Pointing and labeling items
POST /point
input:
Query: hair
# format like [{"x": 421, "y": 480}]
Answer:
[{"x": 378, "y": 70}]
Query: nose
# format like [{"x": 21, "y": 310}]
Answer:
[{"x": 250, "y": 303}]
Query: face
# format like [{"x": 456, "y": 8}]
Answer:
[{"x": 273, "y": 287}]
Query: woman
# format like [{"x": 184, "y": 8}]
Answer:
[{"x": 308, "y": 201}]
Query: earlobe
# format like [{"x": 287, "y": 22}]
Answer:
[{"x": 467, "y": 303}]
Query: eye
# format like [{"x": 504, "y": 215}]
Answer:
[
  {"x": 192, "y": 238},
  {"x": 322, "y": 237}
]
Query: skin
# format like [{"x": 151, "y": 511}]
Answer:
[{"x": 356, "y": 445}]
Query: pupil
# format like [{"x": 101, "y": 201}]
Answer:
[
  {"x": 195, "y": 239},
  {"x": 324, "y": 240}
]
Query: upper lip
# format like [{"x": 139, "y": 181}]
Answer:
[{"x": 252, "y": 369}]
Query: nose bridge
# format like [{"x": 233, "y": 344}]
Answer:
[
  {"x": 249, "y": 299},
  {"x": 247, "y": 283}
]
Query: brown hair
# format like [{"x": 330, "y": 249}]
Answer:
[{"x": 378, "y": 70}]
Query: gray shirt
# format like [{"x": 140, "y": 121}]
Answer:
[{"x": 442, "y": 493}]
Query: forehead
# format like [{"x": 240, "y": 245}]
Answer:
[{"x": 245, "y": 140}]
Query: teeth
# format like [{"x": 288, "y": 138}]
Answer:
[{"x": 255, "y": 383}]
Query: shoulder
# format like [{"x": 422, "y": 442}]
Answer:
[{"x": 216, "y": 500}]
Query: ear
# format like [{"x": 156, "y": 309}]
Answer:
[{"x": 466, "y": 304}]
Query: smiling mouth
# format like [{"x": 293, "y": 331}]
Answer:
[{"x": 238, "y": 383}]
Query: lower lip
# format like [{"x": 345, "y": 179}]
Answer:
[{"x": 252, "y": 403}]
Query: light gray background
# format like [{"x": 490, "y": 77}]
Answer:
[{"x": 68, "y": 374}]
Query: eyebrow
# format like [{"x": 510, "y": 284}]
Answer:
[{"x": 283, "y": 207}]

* * *

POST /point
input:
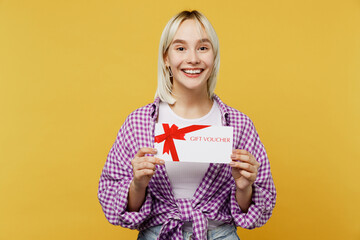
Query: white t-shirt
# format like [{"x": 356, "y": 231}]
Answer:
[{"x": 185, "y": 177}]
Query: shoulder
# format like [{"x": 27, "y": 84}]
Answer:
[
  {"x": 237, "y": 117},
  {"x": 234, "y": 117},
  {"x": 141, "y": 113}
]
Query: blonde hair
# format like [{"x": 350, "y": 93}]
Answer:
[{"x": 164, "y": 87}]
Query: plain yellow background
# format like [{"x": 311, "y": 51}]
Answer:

## Required task
Show every line from the items that contains the string "shirt", copying each one in full.

## Solution for this problem
Query: gray shirt
Query: white t-shirt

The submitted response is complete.